-- Exercise task A --
In the records, rewrite the lines from the one containing "Practice task. Find the churned" through the end of the records, both included, putting "innermost" in place of "deepest" and leaving everything else unchanged.

-- Reading passage --
A large body of work exists describing various approaches and implementations of reconfigurable computing systems. Major conferences on this subject contain more information on work in this area [1][2][3].

# 3. ALU Arrays

As the popularity of FPGA devices for reconfigurable computing emerged, many recognized that the architecture and programming tools were not well suited to the problems being solved with this system. For the most part, Digital Signal Processing (DSP) and related arithmetic operations were being implemented in bit level FPGA devices.

This led to a relatively large number of new, coarser grained architectures similar to traditional FPGA devices being designed and implemented. Table 2 gives a list of some of the more popular ALU array architectures offered by a variety of companies. What is perhaps most interesting is that all of these devices have very close roots to university research programs.

While hardware devices for FPGA-based reconfigurable computing was dominated by a few large, established commercial semiconductor companies, the ALU arrays represented a significant change. Nearly every ALU array offering was from a traditional small start-up venture.

| Device            | ALU bits | ALUs      |
|-------------------|----------|-----------|
| PACT XPP          | 24       | 64        |
| Rapport KiloCore  | 8        | 259       |
| Elixent D-Fabrix  | 4        | (IP core) |
| Chameleon CS2112  | 32       | 80        |
| IPFlex DAPDNA     | 16       | 955       |
| Systolix PulseDSP | 16       | 144       |
| MathStar FPOA     | 32       | 256       |
| SPI Storm-1       | 32       | 960       |

#### Table 2: ALU arrays.

One goal of the new wave of ALU array architectures was to simplify the software tools used to perform computation. The larger grained devices promised to make mapping of computation to the hardware simpler. While there appeared to be some gains, it was perhaps the interconnection routing between the ALUs and its associated software that was a more significant challenge than the mapping of operations to ALUs. No significant improvement in software tools was recognized in these devices, while traditional FPGA devices continued to improve in density and cost, while their tools also continued to evolve.

While ALU Arrays represented the first break from LUT-based FPGA devices and the first step toward multicore, it was difficult for these devices to compete with existing FPGA devices. In particular, the high

sales volume and aggressive process technology of FPGA devices made up for their other limitations and made ALU arrays difficult to justify in most designs.

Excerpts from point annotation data
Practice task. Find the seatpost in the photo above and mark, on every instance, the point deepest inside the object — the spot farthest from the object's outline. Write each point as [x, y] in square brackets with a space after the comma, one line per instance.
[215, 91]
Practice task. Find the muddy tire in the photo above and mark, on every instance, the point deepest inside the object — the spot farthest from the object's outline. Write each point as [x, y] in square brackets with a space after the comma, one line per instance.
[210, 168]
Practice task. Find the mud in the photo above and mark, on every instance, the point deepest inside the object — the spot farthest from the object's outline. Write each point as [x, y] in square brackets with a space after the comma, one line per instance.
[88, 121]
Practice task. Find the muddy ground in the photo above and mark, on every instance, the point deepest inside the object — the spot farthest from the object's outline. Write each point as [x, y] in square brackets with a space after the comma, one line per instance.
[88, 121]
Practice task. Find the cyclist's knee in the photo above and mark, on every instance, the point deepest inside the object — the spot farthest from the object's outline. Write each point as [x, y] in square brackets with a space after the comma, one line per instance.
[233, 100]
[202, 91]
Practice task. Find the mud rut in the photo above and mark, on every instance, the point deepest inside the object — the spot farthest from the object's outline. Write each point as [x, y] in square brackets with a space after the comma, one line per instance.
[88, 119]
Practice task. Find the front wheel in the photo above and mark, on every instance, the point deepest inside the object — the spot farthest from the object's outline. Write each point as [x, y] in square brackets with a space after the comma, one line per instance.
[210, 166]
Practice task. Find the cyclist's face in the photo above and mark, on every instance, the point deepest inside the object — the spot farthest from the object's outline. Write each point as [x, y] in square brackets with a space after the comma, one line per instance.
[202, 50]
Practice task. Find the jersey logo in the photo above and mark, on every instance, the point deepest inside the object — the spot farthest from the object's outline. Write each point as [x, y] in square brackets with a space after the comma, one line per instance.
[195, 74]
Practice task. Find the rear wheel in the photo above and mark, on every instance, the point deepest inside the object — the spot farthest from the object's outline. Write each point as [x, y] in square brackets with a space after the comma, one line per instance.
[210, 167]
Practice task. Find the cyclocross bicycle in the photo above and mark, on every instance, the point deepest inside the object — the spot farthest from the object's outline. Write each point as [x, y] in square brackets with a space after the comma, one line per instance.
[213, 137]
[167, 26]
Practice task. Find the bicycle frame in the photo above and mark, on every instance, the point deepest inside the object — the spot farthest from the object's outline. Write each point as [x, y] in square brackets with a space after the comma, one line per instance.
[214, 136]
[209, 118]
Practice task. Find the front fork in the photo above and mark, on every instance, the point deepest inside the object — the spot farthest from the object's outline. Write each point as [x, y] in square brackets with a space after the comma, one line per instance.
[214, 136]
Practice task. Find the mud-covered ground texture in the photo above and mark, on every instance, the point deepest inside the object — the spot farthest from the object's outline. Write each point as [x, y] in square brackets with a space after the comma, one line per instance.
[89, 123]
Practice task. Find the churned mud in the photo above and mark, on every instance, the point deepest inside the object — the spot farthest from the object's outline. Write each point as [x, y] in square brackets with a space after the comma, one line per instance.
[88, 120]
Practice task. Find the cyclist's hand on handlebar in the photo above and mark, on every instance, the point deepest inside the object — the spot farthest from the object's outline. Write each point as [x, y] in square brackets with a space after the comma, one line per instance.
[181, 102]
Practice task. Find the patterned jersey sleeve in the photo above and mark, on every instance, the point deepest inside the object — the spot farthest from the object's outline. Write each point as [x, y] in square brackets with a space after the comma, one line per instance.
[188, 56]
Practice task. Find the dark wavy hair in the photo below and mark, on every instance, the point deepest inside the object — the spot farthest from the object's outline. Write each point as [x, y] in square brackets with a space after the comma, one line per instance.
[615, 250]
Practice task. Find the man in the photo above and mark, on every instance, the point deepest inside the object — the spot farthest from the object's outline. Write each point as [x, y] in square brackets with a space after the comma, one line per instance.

-- Exercise task B --
Does the passage on ALU arrays support each statement below? Answer yes or no for each, and quote the deciding words. (i) Nearly every ALU array offering came from a small start-up venture. (ii) The ALU array devices brought a significant improvement in software tools. (iii) The interconnection routing between the ALUs may have been a bigger challenge than mapping operations to ALUs.

-- Response A --
Practice task. Find the churned mud in the photo above and mark, on every instance, the point innermost inside the object — the spot farthest from the object's outline. Write each point as [x, y] in square brackets with a space after the comma, one line per instance.
[88, 120]
Practice task. Find the cyclist's hand on handlebar in the photo above and mark, on every instance, the point innermost inside the object — the spot farthest from the object's outline. Write each point as [x, y] in square brackets with a space after the comma, one line per instance.
[181, 102]
Practice task. Find the patterned jersey sleeve in the photo above and mark, on every instance, the point innermost inside the object — the spot farthest from the object's outline. Write each point as [x, y] in square brackets with a space after the comma, one line per instance.
[188, 56]
Practice task. Find the dark wavy hair in the photo below and mark, on every instance, the point innermost inside the object — the spot farthest from the object's outline. Write each point as [x, y] in square brackets with a space after the comma, one line per instance.
[615, 250]
Practice task. Find the man in the photo above and mark, on every instance, the point innermost inside the object — the spot farthest from the object's outline. Write each point as [x, y] in square brackets with a space after the comma, one line per instance.

-- Response B --
(i) Yes: "Nearly every ALU array offering was from a traditional small start-up venture."
(ii) No: "No significant improvement in software tools was recognized in these devices"
(iii) Yes: "it was perhaps the interconnection routing between the ALUs and its associated software that was a more significant challenge than the mapping of operations to ALUs"